__The request__. Go through the data below and copy out every line that contains the word "brown".

__Data__.
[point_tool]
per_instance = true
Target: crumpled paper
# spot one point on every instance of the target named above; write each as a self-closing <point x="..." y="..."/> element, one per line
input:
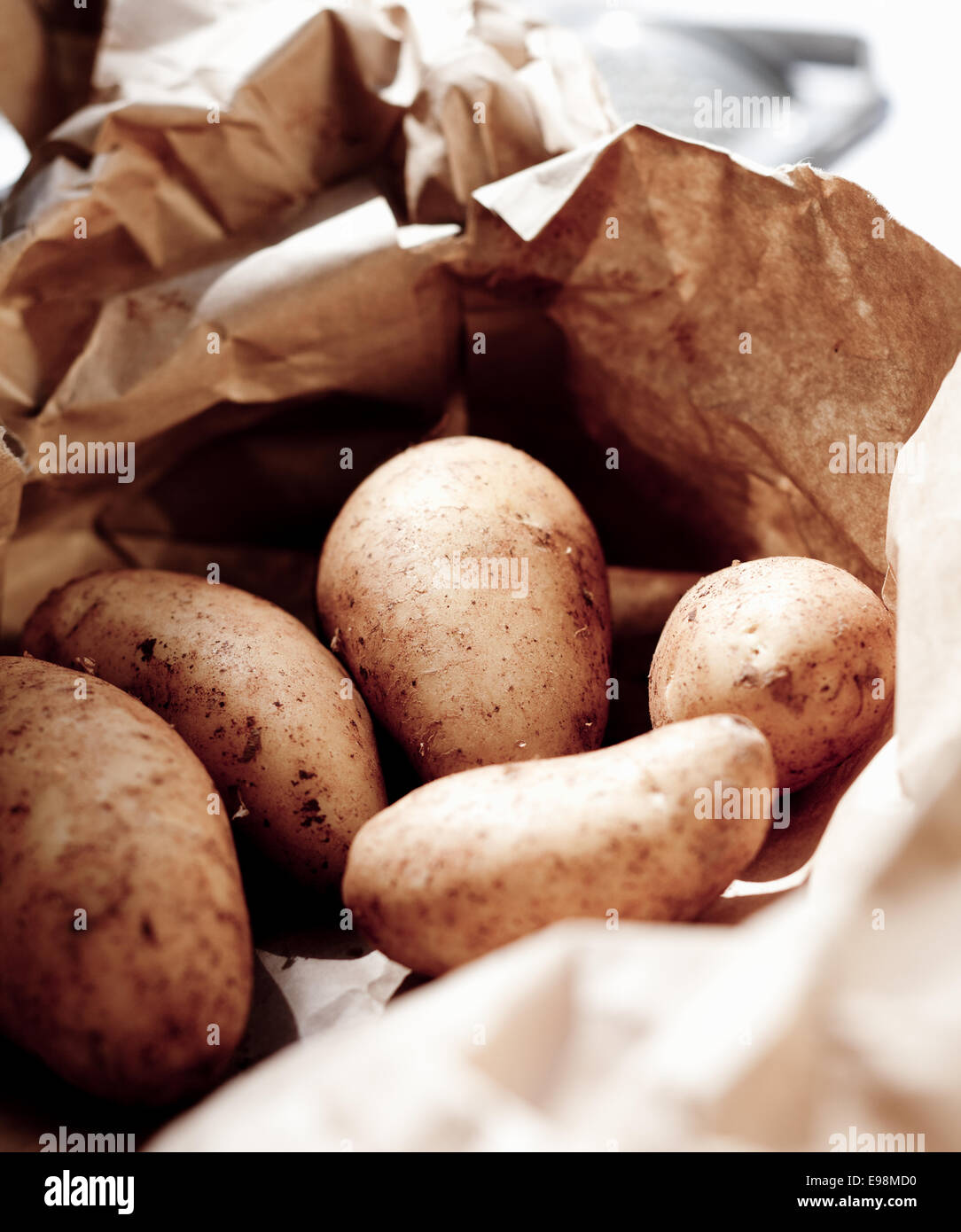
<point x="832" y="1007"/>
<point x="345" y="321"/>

* * *

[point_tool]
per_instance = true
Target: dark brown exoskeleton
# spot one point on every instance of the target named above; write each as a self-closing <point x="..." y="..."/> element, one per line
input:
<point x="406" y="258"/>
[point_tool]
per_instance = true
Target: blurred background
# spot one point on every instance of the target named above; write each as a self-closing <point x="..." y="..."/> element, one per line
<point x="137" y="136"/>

* * *

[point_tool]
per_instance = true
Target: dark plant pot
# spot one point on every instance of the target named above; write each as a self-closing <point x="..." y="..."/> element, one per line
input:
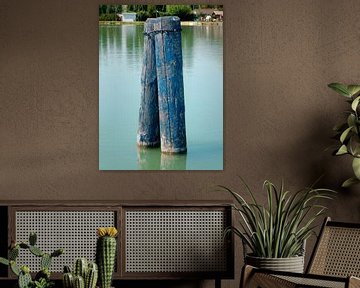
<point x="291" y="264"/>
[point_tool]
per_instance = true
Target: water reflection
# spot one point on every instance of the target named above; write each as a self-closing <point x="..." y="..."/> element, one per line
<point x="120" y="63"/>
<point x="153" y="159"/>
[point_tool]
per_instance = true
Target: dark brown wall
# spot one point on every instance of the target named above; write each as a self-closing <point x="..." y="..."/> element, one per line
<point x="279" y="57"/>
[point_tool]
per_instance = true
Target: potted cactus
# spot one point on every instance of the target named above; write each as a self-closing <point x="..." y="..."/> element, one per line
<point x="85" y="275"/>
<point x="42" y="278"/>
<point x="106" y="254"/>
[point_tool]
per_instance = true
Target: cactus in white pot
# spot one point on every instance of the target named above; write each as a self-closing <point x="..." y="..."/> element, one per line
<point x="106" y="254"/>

__Reply__.
Target: dark brown exoskeleton
Target: dark brown wall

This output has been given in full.